◆ Problem description
Copy out all the entries word for word.

[Coordinate labeling data]
=-=-=
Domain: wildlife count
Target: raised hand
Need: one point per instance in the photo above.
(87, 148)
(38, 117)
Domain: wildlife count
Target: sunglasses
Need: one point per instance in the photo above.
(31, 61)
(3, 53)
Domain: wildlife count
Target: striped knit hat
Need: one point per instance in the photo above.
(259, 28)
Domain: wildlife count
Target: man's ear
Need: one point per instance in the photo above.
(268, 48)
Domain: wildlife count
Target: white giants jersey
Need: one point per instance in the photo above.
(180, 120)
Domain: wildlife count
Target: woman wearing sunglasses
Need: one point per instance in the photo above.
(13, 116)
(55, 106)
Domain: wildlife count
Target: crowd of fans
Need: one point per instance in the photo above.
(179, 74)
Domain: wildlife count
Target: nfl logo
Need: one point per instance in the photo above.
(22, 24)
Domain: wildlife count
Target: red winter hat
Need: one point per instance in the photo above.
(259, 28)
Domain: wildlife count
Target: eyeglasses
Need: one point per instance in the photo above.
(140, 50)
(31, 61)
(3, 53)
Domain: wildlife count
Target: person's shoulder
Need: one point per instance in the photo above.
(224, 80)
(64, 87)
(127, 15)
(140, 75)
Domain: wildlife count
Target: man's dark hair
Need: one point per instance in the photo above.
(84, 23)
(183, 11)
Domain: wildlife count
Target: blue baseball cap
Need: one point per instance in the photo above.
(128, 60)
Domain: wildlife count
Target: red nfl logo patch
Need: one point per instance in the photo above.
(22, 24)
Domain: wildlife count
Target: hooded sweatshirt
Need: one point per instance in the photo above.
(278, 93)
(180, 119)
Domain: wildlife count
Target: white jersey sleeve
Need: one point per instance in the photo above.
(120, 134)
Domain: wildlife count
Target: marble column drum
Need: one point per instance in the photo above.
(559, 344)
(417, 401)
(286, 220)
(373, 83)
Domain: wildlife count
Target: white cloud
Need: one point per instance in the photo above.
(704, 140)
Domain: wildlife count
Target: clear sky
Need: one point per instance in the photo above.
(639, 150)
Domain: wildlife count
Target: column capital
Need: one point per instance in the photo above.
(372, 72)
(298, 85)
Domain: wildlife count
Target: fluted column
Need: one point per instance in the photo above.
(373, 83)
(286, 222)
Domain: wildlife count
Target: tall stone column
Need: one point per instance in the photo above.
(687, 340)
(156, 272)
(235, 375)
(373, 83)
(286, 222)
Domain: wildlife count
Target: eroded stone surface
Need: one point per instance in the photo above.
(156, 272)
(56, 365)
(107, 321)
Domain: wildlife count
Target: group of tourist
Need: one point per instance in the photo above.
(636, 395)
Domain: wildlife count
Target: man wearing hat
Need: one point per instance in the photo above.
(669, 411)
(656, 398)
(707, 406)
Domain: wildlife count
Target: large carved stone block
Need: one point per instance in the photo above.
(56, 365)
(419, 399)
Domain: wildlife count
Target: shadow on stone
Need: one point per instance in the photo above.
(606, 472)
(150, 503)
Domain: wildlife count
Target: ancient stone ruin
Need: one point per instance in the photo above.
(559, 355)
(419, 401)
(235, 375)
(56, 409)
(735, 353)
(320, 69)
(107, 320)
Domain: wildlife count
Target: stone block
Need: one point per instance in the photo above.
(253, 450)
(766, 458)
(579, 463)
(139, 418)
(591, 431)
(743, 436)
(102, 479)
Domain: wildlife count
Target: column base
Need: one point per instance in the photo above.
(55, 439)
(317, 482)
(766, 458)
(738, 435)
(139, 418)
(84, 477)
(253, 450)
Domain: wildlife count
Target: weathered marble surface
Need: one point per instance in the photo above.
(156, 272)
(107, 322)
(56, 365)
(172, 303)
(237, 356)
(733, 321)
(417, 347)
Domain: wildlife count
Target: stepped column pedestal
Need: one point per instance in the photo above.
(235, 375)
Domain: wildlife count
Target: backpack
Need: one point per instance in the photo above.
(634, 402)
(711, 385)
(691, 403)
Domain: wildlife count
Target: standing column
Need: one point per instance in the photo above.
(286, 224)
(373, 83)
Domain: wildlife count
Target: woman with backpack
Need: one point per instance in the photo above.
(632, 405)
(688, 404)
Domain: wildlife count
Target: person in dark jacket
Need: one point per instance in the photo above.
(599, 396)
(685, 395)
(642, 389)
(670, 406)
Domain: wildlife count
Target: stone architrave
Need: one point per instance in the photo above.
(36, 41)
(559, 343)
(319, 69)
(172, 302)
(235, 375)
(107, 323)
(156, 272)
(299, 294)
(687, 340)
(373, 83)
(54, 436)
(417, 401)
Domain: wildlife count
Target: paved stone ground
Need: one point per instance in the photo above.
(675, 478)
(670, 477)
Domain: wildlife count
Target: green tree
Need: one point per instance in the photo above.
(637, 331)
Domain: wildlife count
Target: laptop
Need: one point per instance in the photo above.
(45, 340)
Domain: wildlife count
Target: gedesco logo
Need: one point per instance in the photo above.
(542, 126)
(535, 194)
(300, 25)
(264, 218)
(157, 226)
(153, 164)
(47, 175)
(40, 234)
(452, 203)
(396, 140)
=-=-=
◆ Correct answer
Domain: wildlife count
Target: raised hand
Need: one point per instance in the photo above.
(87, 148)
(38, 117)
Domain: wildlife count
Target: sunglasses
Need: one point per instance in the photo above.
(31, 61)
(3, 53)
Domain: wildlife count
Target: striped knit hat
Need: one point per instance in the photo above.
(259, 28)
Domain: wildlife count
Target: man's ear
Need: one point per instance in the photo above.
(268, 48)
Domain: wildlife count
Target: white giants jersey
Need: one point per instance in the photo above.
(180, 120)
Domain: wildlife count
Target: woman wearing sunglasses
Need: one point per instance in the photo above.
(13, 116)
(55, 106)
Domain: wildlife count
Target: crowd of fans
Need: one point per instance in the photo above.
(179, 74)
Domain: wildlife count
Target: nfl logo
Need: one point per instance in the photo above.
(22, 24)
Domain: wildlife count
Target: red winter hat
Need: one point per instance in the photo above.
(259, 28)
Domain: wildlife count
Target: eyeglasses
Need: one point per instance in the photo above.
(140, 50)
(31, 61)
(3, 53)
Domain: wildlife count
Target: person's shoulder
Need: one point per instance in the photo above.
(224, 80)
(64, 87)
(127, 15)
(140, 75)
Domain: wildlife count
Target: man's dark hair
Need: one point per instance in the photo above.
(84, 23)
(183, 11)
Domain: wildlife count
Target: blue baseball cap
Need: one point per instance in the photo above.
(128, 60)
Domain: wildlife count
Target: red nfl logo patch
Need: one point per instance in the photo above.
(22, 24)
Domain: wildlife count
Target: hooded sweatshirt
Need: one point per instance in the photo above.
(278, 93)
(180, 119)
Domain: wildlife count
Target: white jersey sleeve
Need: one point per instance in the photo above.
(120, 134)
Domain: wildlife count
Target: marble column drum
Need: one point per instance in the photo above.
(559, 344)
(417, 401)
(286, 220)
(373, 83)
Domain: wildlife count
Target: white cloud
Need: one point per instance in the photo above.
(704, 140)
Domain: wildlife count
Target: clear sky
Need: one point per instance in the photo above.
(639, 150)
Domain: wildlife count
Target: column capital
Need: one point per instance in the photo above.
(372, 72)
(298, 85)
Domain: wildlife count
Target: fluted column
Need: one point per instance in the photo above.
(373, 83)
(286, 222)
Domain: wildlife count
Target: tall stone column
Need: one point per instance in the photo above.
(687, 340)
(156, 272)
(235, 375)
(373, 83)
(286, 222)
Domain: wildlife count
Target: eroded stone surface
Need: one point per instance in the photo above.
(156, 272)
(56, 365)
(107, 321)
Domain: wildlife count
Target: group of tourist
Need: one point per instance in the photo above.
(636, 395)
Domain: wildlife count
Target: man wearing hat
Need: one point per instance in the photo above.
(669, 411)
(656, 398)
(707, 406)
Domain: wildlife count
Target: large carved stone block
Need: one point per instance in the photo above.
(56, 365)
(419, 399)
Domain: wildlife count
Target: shadow on stone
Need: one point per instance in the photo above.
(606, 472)
(150, 503)
Domain: wildlife count
Target: ancient stone ruin
Need: one point per instance in the photo above.
(559, 355)
(419, 401)
(235, 375)
(56, 409)
(735, 353)
(320, 69)
(107, 320)
Domain: wildlife count
Target: stone block
Need: one point per instance in the photo above.
(253, 450)
(766, 458)
(579, 463)
(139, 418)
(591, 431)
(743, 436)
(102, 479)
Domain: wildlife count
Target: column base
Need: one point per instance in the photo above.
(55, 439)
(317, 482)
(766, 458)
(738, 435)
(139, 418)
(84, 477)
(253, 450)
Domain: wildlife count
Target: weathered marble surface
Need: one point per instance in the photo above.
(156, 272)
(107, 322)
(56, 365)
(172, 303)
(237, 356)
(733, 321)
(417, 347)
Domain: wildlife count
Target: stepped column pedestal
Need: one point per instance in the photo above.
(235, 375)
Domain: wildlife count
Target: backpack
Need: one point per instance in the photo above.
(634, 402)
(711, 385)
(691, 403)
Domain: wildlife count
Target: standing column
Need: one point per instance in the photo above.
(286, 224)
(373, 83)
Domain: wildlife count
Target: woman with backpack
Need: one point per instance in the photo above.
(632, 405)
(688, 404)
Domain: wildlife count
Target: person in dark jacket
Need: one point per instance in the photo above.
(599, 396)
(685, 395)
(642, 389)
(670, 406)
Domain: wildlife count
Target: stone architrave
Need: one point per instance in the photo above.
(36, 41)
(559, 343)
(319, 69)
(172, 302)
(235, 375)
(107, 323)
(156, 272)
(299, 294)
(687, 340)
(373, 83)
(54, 436)
(417, 401)
Domain: wildlife count
Target: paved stone ground
Need: one point per instance in the photo above.
(675, 478)
(670, 477)
Domain: wildlife count
Target: green tree
Need: one point per instance in the photo above.
(637, 331)
Domain: wildlife count
Target: laptop
Need: one point per instance in the photo above.
(45, 340)
Domain: wildlife count
Target: gedesco logo
Need: one point per instance in the photo above.
(542, 126)
(535, 194)
(300, 25)
(264, 218)
(157, 226)
(153, 164)
(47, 175)
(40, 234)
(452, 203)
(396, 140)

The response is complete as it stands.